**PROMPT:** Convert every line of the entries below into a Markdown table with the columns "Row" and "Line", numbering the rows in order and leaving out blank lines.

[Stored entries]
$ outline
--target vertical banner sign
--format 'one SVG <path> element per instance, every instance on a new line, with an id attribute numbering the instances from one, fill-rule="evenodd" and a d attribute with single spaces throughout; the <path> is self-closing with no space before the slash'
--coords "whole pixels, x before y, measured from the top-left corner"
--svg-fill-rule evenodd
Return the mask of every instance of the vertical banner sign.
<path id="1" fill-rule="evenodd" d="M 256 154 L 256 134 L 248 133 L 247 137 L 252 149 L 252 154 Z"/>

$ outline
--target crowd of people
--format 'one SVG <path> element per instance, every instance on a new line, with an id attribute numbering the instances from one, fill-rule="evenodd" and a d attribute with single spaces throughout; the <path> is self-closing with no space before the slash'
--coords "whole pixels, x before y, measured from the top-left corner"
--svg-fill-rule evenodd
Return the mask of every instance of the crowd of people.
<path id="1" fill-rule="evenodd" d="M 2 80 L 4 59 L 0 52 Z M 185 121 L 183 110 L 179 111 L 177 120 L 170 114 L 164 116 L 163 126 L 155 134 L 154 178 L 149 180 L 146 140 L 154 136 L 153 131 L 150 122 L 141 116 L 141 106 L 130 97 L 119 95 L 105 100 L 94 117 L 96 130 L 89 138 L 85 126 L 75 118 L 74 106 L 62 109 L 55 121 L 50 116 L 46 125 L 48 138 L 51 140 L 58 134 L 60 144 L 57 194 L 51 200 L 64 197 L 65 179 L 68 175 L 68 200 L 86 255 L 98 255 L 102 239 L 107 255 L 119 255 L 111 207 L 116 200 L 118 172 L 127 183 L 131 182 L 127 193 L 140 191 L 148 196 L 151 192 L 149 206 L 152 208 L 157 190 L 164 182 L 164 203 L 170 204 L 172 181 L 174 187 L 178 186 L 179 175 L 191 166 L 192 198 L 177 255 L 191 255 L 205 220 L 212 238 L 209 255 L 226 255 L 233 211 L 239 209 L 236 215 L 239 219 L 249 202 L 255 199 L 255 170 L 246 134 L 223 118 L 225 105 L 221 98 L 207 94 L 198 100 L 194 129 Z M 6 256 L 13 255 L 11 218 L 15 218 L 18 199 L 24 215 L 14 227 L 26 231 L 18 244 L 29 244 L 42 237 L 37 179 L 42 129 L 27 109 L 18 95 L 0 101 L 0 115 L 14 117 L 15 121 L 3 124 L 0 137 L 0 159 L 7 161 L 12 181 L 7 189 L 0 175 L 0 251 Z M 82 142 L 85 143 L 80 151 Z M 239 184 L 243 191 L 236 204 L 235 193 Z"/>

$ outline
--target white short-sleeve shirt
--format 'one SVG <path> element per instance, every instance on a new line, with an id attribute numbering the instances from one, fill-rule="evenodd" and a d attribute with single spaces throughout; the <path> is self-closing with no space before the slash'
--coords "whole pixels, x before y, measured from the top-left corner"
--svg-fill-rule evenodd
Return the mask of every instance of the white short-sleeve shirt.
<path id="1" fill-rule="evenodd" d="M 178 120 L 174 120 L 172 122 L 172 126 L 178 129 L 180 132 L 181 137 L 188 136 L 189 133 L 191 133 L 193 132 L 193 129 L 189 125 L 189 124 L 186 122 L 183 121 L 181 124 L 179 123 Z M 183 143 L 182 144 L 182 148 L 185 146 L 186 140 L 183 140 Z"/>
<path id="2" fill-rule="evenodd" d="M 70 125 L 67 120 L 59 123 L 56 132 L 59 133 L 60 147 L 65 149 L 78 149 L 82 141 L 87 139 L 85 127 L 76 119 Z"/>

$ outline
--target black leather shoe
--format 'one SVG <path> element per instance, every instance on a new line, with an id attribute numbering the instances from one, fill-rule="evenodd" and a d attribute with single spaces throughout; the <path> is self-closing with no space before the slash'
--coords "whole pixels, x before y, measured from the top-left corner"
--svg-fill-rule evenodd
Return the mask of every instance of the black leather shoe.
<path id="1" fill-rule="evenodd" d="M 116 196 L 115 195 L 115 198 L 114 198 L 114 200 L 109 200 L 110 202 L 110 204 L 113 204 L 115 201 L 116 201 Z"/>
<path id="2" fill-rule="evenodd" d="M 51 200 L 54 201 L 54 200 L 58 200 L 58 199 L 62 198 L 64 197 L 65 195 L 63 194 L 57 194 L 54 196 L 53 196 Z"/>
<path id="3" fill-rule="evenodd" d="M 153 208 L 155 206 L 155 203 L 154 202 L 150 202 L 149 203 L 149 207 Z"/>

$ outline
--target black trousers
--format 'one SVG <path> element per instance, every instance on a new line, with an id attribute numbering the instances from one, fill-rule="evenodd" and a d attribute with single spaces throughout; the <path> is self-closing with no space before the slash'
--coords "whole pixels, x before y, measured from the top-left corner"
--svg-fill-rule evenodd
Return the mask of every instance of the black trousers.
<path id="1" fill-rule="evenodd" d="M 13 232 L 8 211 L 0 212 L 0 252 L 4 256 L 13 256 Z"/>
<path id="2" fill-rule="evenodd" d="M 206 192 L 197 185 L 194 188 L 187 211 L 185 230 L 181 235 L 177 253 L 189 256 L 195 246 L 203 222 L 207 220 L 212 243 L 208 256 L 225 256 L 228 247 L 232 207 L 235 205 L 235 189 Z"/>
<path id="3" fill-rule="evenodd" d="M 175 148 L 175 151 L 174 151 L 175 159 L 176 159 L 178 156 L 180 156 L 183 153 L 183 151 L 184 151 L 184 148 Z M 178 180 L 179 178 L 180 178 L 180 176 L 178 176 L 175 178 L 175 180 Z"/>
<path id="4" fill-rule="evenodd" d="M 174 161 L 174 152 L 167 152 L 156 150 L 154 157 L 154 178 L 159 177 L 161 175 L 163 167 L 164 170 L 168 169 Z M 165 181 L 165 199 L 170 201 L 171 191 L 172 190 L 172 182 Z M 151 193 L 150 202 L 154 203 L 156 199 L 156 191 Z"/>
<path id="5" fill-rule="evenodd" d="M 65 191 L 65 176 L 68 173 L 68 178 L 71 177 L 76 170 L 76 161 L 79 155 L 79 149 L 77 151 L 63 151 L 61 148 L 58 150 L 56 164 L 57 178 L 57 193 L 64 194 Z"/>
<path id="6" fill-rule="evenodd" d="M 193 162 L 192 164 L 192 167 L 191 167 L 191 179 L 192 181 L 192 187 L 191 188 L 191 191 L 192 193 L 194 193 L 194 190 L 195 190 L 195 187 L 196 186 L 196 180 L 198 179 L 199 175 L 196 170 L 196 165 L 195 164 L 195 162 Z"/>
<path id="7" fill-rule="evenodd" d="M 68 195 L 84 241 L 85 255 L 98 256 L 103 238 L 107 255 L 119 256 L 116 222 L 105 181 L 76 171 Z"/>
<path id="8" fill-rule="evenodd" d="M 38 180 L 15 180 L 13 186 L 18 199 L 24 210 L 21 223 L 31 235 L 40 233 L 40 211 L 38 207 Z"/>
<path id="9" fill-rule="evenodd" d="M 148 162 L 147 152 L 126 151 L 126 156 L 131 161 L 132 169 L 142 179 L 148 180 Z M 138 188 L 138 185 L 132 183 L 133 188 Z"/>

**SOLUTION TO THIS TASK:**
| Row | Line |
|---|---|
| 1 | $ outline |
| 2 | --target vertical banner sign |
| 3 | --format 'one SVG <path> element per instance, every instance on a new line, with an id attribute numbering the instances from one, fill-rule="evenodd" and a d attribute with single spaces throughout; the <path> is self-closing with no space before the slash' |
| 4 | --coords "whole pixels, x before y, measured from the top-left corner" |
| 5 | --svg-fill-rule evenodd |
| 6 | Return the mask of every instance of the vertical banner sign. |
| 7 | <path id="1" fill-rule="evenodd" d="M 256 154 L 256 134 L 248 133 L 247 137 L 252 149 L 252 154 Z"/> |
| 8 | $ outline |
| 9 | --target crowd of people |
| 10 | --format 'one SVG <path> element per instance, every instance on a new line, with an id attribute numbering the instances from one, fill-rule="evenodd" and a d attribute with single spaces throughout; the <path> is self-closing with no space before the slash' |
| 11 | --coords "whole pixels, x before y, measured from the top-left corner" |
| 12 | --svg-fill-rule evenodd |
| 13 | Return the mask of every instance of the crowd of people. |
| 14 | <path id="1" fill-rule="evenodd" d="M 2 80 L 4 59 L 0 52 Z M 185 121 L 183 110 L 179 111 L 177 120 L 170 114 L 164 116 L 163 126 L 155 134 L 154 178 L 149 180 L 146 140 L 154 136 L 153 131 L 150 122 L 141 116 L 141 106 L 130 97 L 119 95 L 105 100 L 94 117 L 96 130 L 89 138 L 85 126 L 75 118 L 74 106 L 62 109 L 55 121 L 50 116 L 46 125 L 48 138 L 51 140 L 58 134 L 60 144 L 57 194 L 51 200 L 64 197 L 65 179 L 68 175 L 68 200 L 86 255 L 98 255 L 102 239 L 107 255 L 119 255 L 111 207 L 116 200 L 118 172 L 127 183 L 131 182 L 127 193 L 140 191 L 148 196 L 151 192 L 149 206 L 152 208 L 157 190 L 164 182 L 164 203 L 170 204 L 172 181 L 174 187 L 178 186 L 179 175 L 191 166 L 192 198 L 177 255 L 191 255 L 205 220 L 212 238 L 209 255 L 226 255 L 233 211 L 239 209 L 236 215 L 239 219 L 249 202 L 255 199 L 255 170 L 246 134 L 223 118 L 225 105 L 221 98 L 207 94 L 198 100 L 194 129 Z M 6 256 L 13 255 L 11 218 L 15 218 L 18 199 L 24 215 L 14 227 L 26 231 L 18 244 L 29 244 L 42 237 L 37 179 L 42 129 L 27 109 L 18 95 L 0 101 L 0 115 L 14 117 L 15 121 L 3 124 L 0 137 L 0 159 L 7 161 L 12 181 L 7 189 L 0 175 L 0 251 Z M 82 142 L 85 143 L 80 151 Z M 239 184 L 243 191 L 236 204 L 235 193 Z"/> |
| 15 | $ outline |
| 16 | --target white short-sleeve shirt |
| 17 | --format 'one SVG <path> element per instance, every instance on a new line, with an id attribute numbering the instances from one, fill-rule="evenodd" and a d attribute with single spaces throughout; the <path> is self-closing with no space before the slash' |
| 18 | --coords "whole pixels, x before y, measured from the top-left corner" |
| 19 | --svg-fill-rule evenodd |
| 20 | Return the mask of every instance of the white short-sleeve shirt. |
| 21 | <path id="1" fill-rule="evenodd" d="M 178 120 L 174 120 L 172 122 L 172 126 L 178 129 L 180 132 L 181 137 L 188 136 L 189 133 L 191 133 L 193 132 L 193 129 L 189 125 L 189 124 L 186 122 L 183 121 L 181 124 L 179 123 Z M 183 143 L 182 144 L 182 148 L 185 146 L 186 140 L 183 140 Z"/> |
| 22 | <path id="2" fill-rule="evenodd" d="M 70 125 L 67 120 L 59 123 L 56 132 L 59 133 L 60 147 L 65 149 L 78 149 L 82 141 L 87 139 L 85 127 L 76 119 Z"/> |
| 23 | $ outline |
| 24 | --target black leather shoe |
| 25 | --format 'one SVG <path> element per instance, every instance on a new line, with an id attribute numbering the instances from one, fill-rule="evenodd" and a d attribute with single spaces throughout; the <path> is self-closing with no space before the slash' |
| 26 | --coords "whole pixels, x before y, measured from the top-left corner" |
| 27 | --svg-fill-rule evenodd |
| 28 | Return the mask of every instance of the black leather shoe. |
| 29 | <path id="1" fill-rule="evenodd" d="M 116 196 L 115 195 L 115 198 L 114 198 L 114 200 L 109 200 L 110 202 L 110 204 L 113 204 L 115 201 L 116 201 Z"/> |
| 30 | <path id="2" fill-rule="evenodd" d="M 51 200 L 54 201 L 54 200 L 58 200 L 58 199 L 62 198 L 64 197 L 65 195 L 63 194 L 57 194 L 54 196 L 53 196 Z"/> |
| 31 | <path id="3" fill-rule="evenodd" d="M 153 208 L 155 206 L 155 203 L 154 202 L 150 202 L 149 203 L 149 207 Z"/> |
| 32 | $ outline |
| 33 | --target black trousers |
| 34 | --format 'one SVG <path> element per instance, every instance on a new line, with an id attribute numbering the instances from one, fill-rule="evenodd" and a d attribute with single spaces throughout; the <path> is self-closing with no space before the slash' |
| 35 | --coords "whole pixels, x before y, measured from the top-left corner" |
| 36 | --svg-fill-rule evenodd |
| 37 | Return the mask of every instance of the black trousers. |
| 38 | <path id="1" fill-rule="evenodd" d="M 13 232 L 8 211 L 0 212 L 0 252 L 4 256 L 13 256 Z"/> |
| 39 | <path id="2" fill-rule="evenodd" d="M 206 192 L 197 185 L 194 188 L 187 211 L 185 230 L 181 235 L 177 253 L 189 256 L 195 246 L 203 222 L 207 220 L 212 243 L 208 256 L 225 256 L 228 247 L 232 207 L 235 205 L 235 189 Z"/> |
| 40 | <path id="3" fill-rule="evenodd" d="M 175 148 L 175 151 L 174 151 L 175 159 L 176 159 L 178 156 L 180 156 L 183 153 L 183 151 L 184 151 L 184 148 Z M 178 180 L 179 178 L 180 178 L 180 176 L 178 176 L 175 178 L 175 180 Z"/> |
| 41 | <path id="4" fill-rule="evenodd" d="M 174 161 L 174 152 L 167 152 L 156 150 L 154 157 L 154 178 L 159 177 L 161 175 L 163 167 L 164 170 L 168 169 Z M 165 181 L 165 199 L 170 201 L 171 191 L 172 190 L 172 182 Z M 151 193 L 150 202 L 154 203 L 156 199 L 156 191 Z"/> |
| 42 | <path id="5" fill-rule="evenodd" d="M 65 191 L 65 176 L 68 173 L 68 178 L 71 177 L 76 170 L 76 161 L 79 155 L 79 149 L 77 151 L 63 151 L 61 148 L 58 150 L 56 164 L 57 178 L 57 193 L 64 194 Z"/> |
| 43 | <path id="6" fill-rule="evenodd" d="M 193 162 L 192 164 L 192 167 L 191 167 L 191 179 L 192 181 L 192 187 L 191 188 L 191 191 L 192 193 L 194 193 L 194 190 L 195 190 L 195 187 L 196 186 L 196 180 L 198 179 L 199 175 L 196 170 L 196 165 L 195 164 L 195 162 Z"/> |
| 44 | <path id="7" fill-rule="evenodd" d="M 68 195 L 84 241 L 85 255 L 98 256 L 103 238 L 107 255 L 119 256 L 116 222 L 105 181 L 76 171 Z"/> |
| 45 | <path id="8" fill-rule="evenodd" d="M 38 180 L 15 180 L 13 186 L 18 199 L 24 210 L 21 223 L 31 235 L 40 233 L 40 211 L 38 207 Z"/> |
| 46 | <path id="9" fill-rule="evenodd" d="M 148 162 L 147 152 L 126 151 L 126 156 L 131 161 L 132 169 L 142 179 L 148 180 Z M 138 188 L 138 185 L 132 183 L 133 188 Z"/> |